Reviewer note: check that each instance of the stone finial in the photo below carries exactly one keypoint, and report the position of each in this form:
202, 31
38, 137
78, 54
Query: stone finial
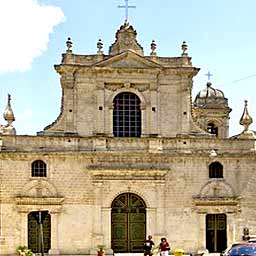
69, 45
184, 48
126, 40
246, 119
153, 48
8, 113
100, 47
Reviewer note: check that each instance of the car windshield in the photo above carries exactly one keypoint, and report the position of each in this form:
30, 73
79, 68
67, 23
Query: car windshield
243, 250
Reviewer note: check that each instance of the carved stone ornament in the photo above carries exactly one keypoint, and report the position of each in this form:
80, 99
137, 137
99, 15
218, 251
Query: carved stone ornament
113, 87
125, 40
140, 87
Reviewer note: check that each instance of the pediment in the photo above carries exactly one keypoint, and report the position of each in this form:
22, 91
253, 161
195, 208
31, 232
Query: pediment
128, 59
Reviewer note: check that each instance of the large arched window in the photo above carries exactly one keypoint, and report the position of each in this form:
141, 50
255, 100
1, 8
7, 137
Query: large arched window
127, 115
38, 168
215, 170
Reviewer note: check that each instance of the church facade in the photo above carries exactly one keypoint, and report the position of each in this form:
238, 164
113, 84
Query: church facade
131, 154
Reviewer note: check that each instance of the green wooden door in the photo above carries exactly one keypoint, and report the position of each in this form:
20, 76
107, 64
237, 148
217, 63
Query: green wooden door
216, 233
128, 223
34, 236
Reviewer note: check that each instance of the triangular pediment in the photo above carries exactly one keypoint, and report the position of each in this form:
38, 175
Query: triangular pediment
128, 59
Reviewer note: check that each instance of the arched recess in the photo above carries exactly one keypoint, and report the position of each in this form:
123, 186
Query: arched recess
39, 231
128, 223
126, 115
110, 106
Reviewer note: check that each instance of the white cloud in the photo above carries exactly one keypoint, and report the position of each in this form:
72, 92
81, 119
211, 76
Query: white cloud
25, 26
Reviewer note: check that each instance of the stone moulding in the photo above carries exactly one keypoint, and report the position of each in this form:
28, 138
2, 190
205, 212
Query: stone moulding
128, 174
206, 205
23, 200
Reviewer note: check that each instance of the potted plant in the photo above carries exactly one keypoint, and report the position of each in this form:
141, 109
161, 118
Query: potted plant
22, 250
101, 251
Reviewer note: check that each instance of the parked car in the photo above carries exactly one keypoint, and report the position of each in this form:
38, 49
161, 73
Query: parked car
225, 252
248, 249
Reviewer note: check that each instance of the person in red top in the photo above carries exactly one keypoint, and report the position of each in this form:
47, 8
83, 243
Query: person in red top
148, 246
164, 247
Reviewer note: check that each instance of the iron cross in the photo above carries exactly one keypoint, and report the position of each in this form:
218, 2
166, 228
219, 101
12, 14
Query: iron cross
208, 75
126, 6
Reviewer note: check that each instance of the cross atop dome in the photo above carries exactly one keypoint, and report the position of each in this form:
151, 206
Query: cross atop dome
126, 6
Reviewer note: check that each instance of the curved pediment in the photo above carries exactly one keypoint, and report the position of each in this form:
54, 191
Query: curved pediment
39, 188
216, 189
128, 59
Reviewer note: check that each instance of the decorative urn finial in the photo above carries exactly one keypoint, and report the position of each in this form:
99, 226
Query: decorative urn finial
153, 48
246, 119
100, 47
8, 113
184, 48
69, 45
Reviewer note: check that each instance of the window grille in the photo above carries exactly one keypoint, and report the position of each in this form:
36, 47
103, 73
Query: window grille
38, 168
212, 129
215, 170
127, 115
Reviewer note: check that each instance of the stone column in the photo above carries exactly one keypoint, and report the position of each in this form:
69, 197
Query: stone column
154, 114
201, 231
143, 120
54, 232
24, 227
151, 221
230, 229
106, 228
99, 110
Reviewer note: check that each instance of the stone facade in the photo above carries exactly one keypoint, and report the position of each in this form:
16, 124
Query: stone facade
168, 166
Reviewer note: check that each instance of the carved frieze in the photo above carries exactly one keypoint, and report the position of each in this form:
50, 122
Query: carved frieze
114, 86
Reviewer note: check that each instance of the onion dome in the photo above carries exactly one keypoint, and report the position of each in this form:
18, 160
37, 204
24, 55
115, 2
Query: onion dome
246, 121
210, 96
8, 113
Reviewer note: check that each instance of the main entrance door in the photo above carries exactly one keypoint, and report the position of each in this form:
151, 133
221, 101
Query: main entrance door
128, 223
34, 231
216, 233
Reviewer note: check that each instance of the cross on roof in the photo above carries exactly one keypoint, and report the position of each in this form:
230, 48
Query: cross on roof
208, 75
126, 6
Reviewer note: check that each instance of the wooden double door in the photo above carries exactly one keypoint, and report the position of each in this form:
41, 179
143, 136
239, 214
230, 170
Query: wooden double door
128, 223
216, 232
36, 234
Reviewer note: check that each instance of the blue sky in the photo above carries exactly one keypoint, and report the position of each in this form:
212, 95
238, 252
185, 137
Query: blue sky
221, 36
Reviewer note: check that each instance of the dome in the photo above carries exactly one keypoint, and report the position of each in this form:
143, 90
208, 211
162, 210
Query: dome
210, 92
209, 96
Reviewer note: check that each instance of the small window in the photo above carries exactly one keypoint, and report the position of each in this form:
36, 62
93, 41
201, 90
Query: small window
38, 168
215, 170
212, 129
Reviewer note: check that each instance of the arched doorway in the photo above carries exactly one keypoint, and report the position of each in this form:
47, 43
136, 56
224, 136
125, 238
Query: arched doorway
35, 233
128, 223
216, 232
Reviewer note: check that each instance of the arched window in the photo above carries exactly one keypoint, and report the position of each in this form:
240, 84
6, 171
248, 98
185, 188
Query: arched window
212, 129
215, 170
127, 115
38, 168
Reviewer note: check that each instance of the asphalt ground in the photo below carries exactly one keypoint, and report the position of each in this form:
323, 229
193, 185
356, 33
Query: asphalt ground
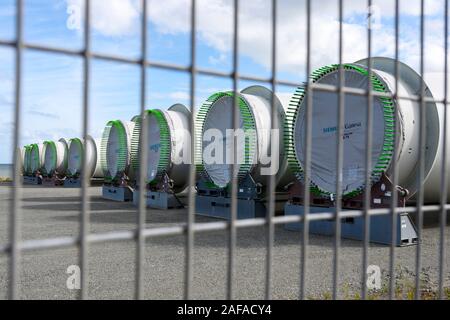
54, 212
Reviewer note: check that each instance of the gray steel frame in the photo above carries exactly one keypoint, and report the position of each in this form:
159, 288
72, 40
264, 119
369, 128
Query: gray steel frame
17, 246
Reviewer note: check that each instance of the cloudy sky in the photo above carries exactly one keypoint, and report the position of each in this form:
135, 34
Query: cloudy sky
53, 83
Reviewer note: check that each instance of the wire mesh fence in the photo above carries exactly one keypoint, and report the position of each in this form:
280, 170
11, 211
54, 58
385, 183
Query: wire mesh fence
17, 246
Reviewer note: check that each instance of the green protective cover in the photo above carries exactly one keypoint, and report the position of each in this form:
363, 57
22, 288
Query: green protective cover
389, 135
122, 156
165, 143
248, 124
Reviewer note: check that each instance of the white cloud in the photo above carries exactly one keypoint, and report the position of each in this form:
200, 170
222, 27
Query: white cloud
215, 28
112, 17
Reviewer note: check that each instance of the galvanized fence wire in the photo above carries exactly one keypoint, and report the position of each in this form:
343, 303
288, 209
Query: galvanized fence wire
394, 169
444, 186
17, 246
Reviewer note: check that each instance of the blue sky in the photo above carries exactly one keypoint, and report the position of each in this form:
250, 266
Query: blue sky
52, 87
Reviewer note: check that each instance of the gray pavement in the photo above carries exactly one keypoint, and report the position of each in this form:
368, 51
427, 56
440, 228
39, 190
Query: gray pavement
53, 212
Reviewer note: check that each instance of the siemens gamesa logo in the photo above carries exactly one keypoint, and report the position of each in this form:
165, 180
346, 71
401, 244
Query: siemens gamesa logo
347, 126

═══

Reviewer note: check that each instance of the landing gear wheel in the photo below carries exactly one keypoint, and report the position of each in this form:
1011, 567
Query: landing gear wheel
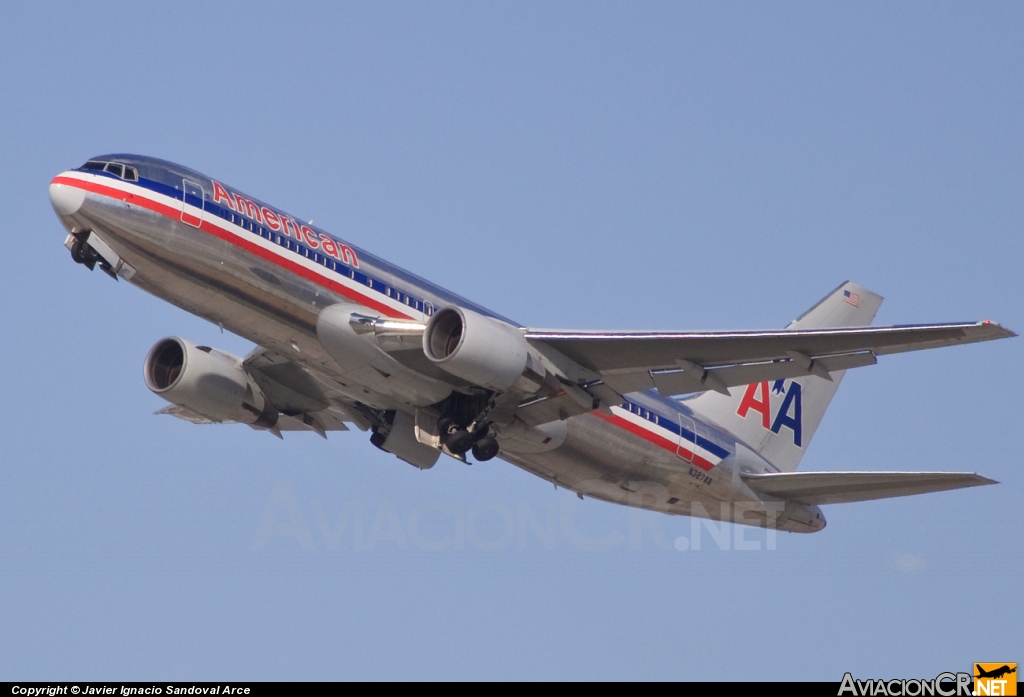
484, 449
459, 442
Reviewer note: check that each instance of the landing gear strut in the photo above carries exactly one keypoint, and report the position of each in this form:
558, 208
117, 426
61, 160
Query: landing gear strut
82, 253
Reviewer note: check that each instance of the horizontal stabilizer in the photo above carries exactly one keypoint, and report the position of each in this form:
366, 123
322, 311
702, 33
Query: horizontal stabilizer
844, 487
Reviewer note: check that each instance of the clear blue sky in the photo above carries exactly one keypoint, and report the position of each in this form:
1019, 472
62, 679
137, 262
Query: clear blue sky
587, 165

═══

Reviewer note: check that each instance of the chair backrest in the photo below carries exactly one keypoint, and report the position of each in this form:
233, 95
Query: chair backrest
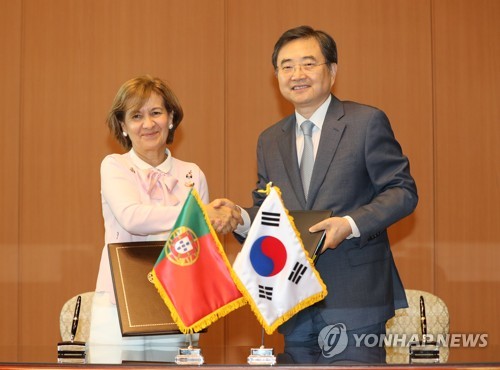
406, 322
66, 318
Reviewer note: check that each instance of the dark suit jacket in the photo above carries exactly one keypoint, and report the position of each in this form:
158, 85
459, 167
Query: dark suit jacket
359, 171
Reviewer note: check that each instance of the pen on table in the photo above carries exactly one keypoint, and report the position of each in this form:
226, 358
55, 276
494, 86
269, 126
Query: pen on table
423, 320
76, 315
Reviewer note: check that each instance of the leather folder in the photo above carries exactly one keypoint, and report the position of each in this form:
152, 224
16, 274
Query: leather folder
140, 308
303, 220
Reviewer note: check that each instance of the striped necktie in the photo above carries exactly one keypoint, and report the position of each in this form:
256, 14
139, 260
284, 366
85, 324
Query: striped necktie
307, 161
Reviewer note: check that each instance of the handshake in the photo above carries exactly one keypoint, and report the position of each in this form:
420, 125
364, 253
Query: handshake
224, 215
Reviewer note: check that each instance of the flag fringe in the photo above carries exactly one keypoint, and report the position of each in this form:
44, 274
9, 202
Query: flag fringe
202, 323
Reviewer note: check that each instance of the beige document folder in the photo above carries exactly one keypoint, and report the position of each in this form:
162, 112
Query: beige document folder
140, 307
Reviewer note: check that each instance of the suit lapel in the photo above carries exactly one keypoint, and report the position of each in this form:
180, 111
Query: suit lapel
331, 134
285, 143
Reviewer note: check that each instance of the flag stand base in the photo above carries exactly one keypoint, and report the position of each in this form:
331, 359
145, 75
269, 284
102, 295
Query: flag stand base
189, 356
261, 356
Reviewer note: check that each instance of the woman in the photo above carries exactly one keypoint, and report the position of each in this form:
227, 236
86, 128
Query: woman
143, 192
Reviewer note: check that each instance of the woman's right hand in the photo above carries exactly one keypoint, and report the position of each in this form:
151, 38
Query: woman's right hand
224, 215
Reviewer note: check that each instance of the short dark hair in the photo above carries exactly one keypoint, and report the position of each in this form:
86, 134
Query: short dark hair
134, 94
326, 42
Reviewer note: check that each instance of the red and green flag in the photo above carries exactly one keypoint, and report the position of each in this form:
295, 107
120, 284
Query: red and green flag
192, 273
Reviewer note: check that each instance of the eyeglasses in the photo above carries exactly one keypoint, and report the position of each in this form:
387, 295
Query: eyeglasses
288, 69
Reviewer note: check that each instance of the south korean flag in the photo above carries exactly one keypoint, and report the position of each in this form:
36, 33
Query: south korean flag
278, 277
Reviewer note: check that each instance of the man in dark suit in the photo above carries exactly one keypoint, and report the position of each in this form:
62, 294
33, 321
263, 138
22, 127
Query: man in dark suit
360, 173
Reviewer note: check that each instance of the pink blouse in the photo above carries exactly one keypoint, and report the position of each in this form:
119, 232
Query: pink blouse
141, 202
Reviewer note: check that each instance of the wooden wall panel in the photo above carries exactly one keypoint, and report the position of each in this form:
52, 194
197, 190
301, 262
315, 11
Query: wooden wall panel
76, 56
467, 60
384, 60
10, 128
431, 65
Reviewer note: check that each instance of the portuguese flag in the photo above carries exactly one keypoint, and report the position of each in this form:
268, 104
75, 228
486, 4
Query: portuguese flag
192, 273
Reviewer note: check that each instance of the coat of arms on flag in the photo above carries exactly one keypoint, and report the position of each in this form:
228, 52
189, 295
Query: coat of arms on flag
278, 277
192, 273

═══

Search the data above and return each line in which "below" occurs.

Reviewer note: check that each instance of the stone finial in the photo below carries exactly one keypoint, and report the position of each in this form:
Reviewer note: check that each instance of the asphalt ground in the photo below carries exactly one keypoint, and report the position of each in this form:
Reviewer note: check that each instance of the landing gear wheel in the photo below carries exactly one keypoint, and report the position of each in this form:
Reviewer note: check that each instance of the chair backrest in the photo below carries exactly one keypoint, and report the position of each in this form:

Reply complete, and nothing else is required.